## Passage shown
----
Did you get an email from her?
Yep, same email.
Okay, good.
So you wanted our address so that she can send off some new Limoncello.
And she's about to get back on the boat.
She goes, what, a couple months?
I thought she had a douchebag call out.
Oh, yes.
Pebble Mine.
Douchebag.
There you go.
You're right.
How long is she out?
She's out a couple months.
She'll be gone.
I have no idea.
Okay.
Here we go.
Besides my good podcast buddy, John C. Dvorak, we also congratulate Christopher Genuso on Actually, Christopher congratulates his brother, Jack.
He turns 30 today.
Devin Enright says happy birthday to his smoking hot girlfriend, Tommy Lynn.
She's a fifth baby as well.
Kevin Johnson to his smoking hot wife, Nikki.
She turns 33 as John turns 66.
Young LeClerc, Sir Quijiboo, 37th on April 10th.
Sir Kevin Wood says happy birthday to his daughter Kayla in advance.
She'll be celebrating on the 10th as well.
Eric Olson celebrated yesterday.
And Sir Don Baron of New Hampshire will be celebrating his birthday on the 7th, one year younger than you.
Happy birthday everybody from your buddies here at the best podcast in the universe.
Nice to see everyone.
It's a ruckus show.
I want to remind people if they didn't get in for my birthday thing, Sunday will still work.
----
## Do this
In the podcast transcript, whom does Sir Kevin Wood wish a happy birthday in advance? Rely only on the podcast transcript.

(Records from a data collection)
----
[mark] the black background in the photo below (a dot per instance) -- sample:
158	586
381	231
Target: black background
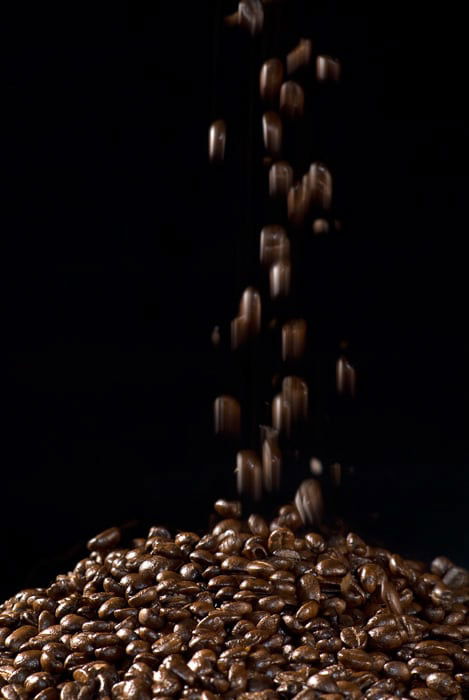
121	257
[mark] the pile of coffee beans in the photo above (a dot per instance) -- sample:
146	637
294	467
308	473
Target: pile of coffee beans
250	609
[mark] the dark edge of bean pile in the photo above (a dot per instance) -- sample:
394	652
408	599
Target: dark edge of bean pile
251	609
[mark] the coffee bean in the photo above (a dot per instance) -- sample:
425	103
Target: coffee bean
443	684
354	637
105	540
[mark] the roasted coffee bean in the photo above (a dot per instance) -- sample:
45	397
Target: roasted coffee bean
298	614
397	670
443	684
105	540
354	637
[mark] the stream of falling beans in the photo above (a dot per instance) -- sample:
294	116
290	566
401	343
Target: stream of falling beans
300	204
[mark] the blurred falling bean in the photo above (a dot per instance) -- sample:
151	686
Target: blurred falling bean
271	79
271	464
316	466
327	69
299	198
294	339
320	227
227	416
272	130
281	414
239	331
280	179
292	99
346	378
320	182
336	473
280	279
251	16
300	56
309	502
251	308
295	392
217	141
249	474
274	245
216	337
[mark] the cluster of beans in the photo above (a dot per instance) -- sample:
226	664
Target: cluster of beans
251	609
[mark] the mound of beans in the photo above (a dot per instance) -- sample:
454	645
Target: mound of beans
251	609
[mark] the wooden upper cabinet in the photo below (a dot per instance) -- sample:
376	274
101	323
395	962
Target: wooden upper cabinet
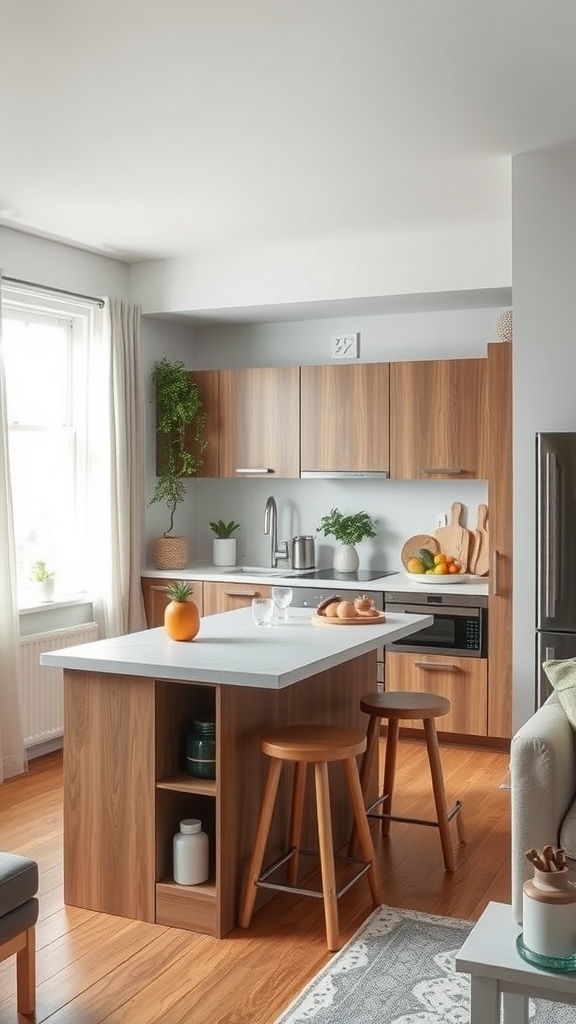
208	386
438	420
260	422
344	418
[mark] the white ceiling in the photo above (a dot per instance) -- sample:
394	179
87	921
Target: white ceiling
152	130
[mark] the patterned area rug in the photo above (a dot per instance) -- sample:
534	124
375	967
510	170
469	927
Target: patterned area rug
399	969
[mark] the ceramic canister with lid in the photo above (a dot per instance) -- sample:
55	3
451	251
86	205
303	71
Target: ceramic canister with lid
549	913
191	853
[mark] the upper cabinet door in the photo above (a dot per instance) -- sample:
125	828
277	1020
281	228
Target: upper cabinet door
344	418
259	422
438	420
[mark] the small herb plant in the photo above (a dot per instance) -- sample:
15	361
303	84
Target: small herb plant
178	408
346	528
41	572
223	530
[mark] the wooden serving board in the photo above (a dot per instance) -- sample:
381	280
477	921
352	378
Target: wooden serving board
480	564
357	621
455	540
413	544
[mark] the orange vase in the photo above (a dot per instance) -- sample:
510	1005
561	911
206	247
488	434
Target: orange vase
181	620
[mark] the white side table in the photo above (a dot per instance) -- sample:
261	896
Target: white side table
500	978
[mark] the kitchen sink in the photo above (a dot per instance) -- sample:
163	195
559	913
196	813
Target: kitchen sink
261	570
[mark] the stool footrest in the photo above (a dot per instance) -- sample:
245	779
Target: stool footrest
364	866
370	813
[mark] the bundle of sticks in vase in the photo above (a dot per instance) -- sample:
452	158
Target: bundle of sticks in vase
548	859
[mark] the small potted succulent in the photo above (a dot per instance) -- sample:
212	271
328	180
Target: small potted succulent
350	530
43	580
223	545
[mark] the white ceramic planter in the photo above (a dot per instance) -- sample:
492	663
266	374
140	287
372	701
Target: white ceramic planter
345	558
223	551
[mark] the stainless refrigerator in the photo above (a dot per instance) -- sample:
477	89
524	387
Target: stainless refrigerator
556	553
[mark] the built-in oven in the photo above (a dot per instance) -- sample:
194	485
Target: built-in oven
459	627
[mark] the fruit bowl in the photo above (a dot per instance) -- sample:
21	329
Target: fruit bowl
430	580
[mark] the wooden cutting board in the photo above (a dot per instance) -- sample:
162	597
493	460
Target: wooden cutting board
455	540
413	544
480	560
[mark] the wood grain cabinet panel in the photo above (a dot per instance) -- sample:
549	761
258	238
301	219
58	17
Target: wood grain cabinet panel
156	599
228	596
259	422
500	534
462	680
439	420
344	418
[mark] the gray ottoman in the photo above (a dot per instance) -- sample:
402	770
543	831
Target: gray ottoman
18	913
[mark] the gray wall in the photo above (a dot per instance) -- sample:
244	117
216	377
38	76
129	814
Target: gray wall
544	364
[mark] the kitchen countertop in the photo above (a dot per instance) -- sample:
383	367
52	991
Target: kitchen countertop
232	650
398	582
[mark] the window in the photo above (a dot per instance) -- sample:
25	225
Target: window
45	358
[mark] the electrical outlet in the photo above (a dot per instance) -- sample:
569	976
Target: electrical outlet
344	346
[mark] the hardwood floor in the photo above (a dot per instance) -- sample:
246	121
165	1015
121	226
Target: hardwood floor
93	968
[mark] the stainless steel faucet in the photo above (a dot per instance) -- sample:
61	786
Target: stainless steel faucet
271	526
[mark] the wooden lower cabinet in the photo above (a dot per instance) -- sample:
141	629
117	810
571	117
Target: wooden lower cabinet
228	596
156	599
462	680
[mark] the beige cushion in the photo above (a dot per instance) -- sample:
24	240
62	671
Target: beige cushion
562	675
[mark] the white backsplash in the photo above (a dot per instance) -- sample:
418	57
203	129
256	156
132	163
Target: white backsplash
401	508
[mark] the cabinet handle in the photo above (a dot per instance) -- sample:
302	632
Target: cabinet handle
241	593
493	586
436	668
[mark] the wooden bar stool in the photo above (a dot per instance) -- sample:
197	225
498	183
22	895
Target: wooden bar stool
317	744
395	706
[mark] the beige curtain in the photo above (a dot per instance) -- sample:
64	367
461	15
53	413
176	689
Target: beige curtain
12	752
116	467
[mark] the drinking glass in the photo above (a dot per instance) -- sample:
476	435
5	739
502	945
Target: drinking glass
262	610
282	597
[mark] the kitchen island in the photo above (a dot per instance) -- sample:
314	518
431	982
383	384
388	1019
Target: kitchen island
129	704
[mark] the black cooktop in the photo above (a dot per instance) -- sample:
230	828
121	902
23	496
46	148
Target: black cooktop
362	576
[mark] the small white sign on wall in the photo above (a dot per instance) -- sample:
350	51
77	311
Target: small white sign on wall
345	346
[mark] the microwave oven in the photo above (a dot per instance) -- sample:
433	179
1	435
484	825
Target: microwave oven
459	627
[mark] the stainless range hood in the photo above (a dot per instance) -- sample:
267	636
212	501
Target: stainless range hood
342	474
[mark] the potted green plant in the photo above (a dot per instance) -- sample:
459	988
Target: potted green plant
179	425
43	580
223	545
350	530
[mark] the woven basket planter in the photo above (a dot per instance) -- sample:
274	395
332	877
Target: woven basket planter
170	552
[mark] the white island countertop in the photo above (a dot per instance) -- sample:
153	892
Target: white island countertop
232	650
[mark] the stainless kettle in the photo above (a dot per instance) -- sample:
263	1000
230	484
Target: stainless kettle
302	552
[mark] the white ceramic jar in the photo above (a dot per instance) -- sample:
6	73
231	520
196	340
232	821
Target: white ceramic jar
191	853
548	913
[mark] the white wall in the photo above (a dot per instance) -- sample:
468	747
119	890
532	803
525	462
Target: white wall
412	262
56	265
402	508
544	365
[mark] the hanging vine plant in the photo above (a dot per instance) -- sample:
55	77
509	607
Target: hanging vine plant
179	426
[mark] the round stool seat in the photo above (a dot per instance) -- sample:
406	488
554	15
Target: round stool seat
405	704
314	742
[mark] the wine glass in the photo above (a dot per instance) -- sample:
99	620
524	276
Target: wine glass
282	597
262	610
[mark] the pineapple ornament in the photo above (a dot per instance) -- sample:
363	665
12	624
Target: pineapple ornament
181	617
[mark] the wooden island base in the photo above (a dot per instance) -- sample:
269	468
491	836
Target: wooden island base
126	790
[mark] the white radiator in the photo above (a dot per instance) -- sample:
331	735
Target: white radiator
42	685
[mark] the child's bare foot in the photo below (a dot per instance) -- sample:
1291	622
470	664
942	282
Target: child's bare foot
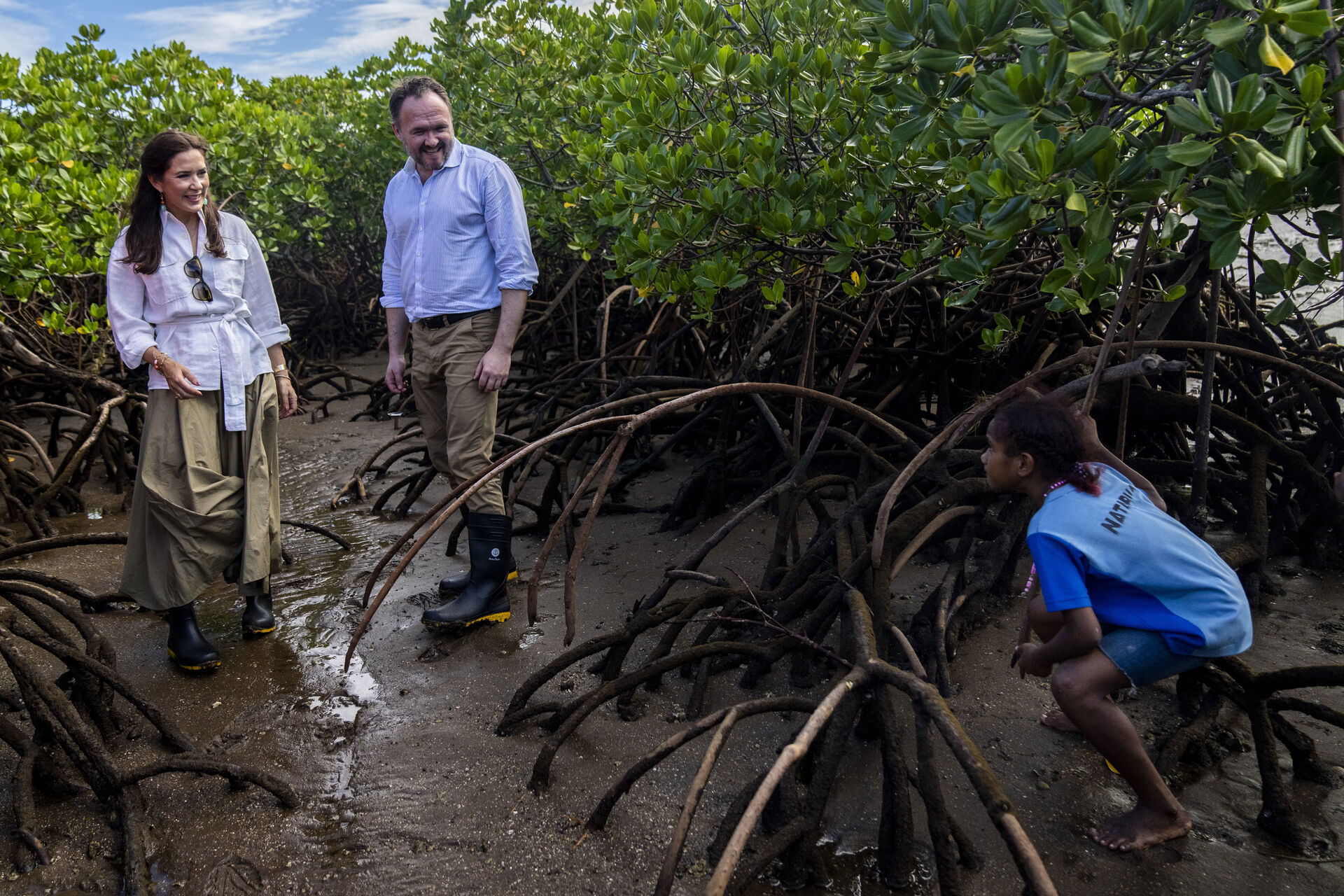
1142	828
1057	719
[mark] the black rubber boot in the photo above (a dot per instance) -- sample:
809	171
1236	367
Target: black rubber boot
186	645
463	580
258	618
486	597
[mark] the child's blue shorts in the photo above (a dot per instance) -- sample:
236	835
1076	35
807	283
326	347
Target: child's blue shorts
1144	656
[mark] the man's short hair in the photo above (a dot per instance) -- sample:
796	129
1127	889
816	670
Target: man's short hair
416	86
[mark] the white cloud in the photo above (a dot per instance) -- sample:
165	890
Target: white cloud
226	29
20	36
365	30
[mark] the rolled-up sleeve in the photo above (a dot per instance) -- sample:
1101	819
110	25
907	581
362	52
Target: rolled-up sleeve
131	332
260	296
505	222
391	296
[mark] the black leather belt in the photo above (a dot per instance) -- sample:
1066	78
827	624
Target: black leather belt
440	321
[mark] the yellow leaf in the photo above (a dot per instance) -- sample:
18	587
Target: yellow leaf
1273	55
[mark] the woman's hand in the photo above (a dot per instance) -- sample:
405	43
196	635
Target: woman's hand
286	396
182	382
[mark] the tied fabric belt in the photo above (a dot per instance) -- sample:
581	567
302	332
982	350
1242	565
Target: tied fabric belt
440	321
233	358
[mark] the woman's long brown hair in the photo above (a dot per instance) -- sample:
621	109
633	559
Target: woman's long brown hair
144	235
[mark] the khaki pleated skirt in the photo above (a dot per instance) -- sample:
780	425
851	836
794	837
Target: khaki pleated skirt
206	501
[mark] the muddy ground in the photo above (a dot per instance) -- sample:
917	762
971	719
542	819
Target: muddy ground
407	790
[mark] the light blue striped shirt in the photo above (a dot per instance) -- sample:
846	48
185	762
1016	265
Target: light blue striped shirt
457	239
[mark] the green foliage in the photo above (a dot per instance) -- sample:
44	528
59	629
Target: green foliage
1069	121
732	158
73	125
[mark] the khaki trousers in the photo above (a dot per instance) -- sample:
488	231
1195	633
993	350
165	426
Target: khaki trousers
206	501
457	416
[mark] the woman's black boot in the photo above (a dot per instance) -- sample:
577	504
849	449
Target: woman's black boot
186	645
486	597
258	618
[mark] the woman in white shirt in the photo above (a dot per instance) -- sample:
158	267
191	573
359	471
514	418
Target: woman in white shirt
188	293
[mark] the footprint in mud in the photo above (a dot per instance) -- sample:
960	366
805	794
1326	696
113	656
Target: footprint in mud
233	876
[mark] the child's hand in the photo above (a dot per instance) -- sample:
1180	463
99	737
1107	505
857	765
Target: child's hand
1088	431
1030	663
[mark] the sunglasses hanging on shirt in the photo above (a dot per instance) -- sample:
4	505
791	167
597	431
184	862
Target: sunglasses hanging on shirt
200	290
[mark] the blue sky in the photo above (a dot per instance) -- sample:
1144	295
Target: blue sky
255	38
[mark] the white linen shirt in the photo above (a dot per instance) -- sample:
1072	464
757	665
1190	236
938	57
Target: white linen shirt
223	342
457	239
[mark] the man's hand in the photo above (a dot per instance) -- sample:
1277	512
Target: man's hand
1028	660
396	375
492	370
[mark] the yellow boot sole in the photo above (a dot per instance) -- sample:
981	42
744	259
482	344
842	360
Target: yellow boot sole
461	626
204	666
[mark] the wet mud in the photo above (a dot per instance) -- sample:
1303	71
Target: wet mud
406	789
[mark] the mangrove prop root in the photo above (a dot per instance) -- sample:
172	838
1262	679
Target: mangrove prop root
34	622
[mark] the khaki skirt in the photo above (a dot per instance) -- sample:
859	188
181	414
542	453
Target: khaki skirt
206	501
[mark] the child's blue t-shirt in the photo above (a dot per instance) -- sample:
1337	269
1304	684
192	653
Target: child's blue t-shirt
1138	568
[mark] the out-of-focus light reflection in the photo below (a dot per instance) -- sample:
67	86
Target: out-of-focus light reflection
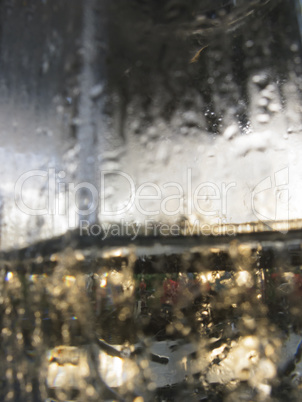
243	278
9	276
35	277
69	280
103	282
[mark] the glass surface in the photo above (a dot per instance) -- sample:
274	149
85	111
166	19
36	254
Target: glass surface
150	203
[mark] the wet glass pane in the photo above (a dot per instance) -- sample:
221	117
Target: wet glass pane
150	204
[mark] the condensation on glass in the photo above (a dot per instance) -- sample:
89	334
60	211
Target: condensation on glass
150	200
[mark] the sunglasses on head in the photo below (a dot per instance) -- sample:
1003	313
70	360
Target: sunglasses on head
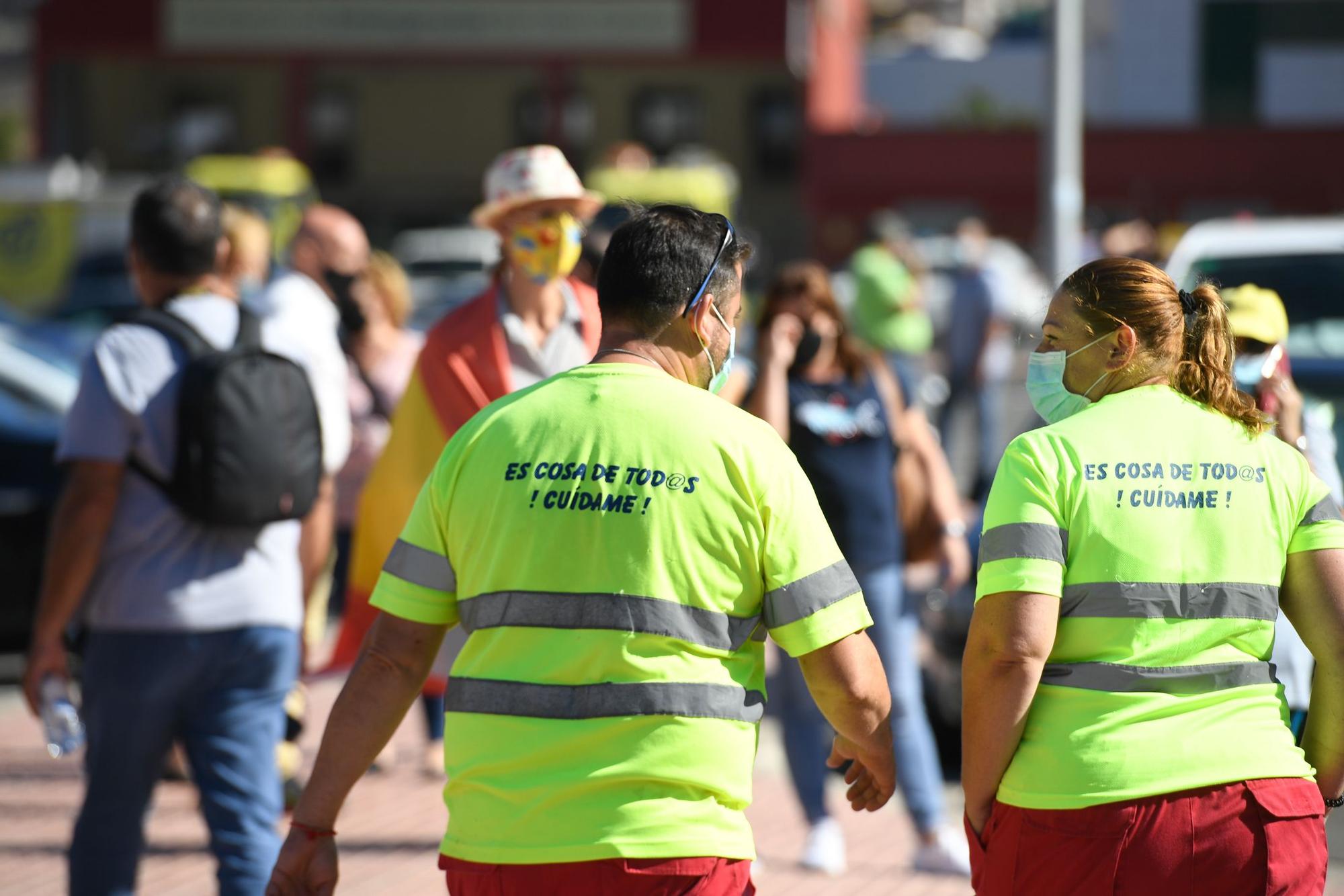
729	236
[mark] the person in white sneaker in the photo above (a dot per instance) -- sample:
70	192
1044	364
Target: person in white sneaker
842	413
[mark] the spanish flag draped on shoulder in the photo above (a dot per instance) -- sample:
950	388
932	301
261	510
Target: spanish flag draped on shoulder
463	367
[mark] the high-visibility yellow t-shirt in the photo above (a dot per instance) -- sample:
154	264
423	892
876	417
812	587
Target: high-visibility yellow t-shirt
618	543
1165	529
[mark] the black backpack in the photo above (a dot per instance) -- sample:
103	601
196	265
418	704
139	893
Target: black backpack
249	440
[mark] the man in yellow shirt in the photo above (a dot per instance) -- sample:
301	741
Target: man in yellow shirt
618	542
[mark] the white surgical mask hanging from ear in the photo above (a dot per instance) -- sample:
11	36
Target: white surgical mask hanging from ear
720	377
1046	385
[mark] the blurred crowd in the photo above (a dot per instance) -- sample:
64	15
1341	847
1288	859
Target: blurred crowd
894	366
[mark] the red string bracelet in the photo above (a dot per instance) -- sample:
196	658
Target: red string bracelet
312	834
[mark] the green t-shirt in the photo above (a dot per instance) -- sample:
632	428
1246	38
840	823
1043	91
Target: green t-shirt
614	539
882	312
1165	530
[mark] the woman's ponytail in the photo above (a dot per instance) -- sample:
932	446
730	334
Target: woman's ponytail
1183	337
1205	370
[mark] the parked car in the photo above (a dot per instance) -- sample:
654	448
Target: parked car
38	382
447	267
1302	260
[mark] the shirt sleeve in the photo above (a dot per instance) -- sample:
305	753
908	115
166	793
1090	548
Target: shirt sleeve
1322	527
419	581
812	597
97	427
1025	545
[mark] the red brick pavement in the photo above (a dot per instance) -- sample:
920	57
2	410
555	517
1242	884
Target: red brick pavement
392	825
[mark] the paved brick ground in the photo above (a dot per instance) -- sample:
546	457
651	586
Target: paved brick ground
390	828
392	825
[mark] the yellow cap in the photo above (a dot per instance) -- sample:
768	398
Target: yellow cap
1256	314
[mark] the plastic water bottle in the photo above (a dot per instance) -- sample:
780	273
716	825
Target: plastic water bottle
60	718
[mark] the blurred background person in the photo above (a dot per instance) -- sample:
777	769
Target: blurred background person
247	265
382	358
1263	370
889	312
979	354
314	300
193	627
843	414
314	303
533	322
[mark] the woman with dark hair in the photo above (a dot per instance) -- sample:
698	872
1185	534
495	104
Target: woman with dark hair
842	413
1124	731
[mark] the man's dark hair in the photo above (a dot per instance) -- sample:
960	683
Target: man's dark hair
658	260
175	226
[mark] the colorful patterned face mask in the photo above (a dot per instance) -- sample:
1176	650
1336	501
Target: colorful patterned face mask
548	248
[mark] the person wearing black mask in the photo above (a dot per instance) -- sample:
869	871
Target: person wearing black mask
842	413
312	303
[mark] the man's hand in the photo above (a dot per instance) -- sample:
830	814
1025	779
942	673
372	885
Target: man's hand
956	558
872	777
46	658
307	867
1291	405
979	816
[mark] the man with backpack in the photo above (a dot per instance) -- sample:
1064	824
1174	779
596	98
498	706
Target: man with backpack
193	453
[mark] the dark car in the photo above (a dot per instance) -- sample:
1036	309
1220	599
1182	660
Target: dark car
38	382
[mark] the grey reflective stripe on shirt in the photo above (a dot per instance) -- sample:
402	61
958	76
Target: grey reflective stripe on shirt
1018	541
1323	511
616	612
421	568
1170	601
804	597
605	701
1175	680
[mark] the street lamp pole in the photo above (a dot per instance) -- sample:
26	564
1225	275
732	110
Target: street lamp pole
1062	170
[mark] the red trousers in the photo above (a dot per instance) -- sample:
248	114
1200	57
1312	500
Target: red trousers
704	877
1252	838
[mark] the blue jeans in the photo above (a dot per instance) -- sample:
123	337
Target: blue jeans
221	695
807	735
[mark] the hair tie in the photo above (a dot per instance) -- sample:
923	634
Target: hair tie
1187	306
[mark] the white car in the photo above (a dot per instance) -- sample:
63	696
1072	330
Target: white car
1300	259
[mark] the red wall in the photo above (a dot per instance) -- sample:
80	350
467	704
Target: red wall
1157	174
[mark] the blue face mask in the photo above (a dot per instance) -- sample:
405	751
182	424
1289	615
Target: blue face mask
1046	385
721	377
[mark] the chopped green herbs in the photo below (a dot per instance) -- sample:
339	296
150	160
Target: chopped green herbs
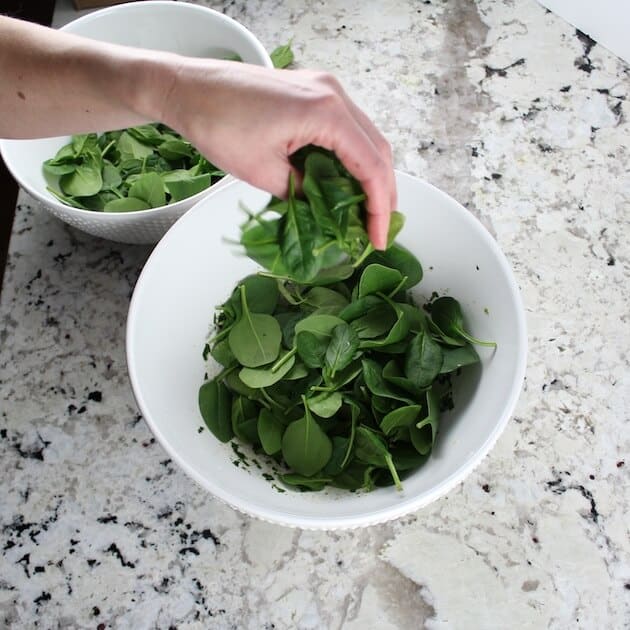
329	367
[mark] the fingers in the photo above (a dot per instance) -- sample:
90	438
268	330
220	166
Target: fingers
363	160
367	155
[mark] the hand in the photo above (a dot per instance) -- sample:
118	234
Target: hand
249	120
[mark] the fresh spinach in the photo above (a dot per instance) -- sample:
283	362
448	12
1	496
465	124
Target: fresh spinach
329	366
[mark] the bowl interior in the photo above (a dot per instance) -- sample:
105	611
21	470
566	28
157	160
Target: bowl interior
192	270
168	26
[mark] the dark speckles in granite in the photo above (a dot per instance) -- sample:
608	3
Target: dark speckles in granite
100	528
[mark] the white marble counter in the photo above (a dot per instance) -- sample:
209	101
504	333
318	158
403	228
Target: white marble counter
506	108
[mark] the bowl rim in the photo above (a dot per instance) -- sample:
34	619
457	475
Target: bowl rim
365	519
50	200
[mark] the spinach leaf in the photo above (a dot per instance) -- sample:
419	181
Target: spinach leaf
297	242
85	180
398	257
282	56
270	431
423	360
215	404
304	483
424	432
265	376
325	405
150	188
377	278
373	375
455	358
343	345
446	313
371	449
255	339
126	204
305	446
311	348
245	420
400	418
----
## Finished answer
His daughter Kayla.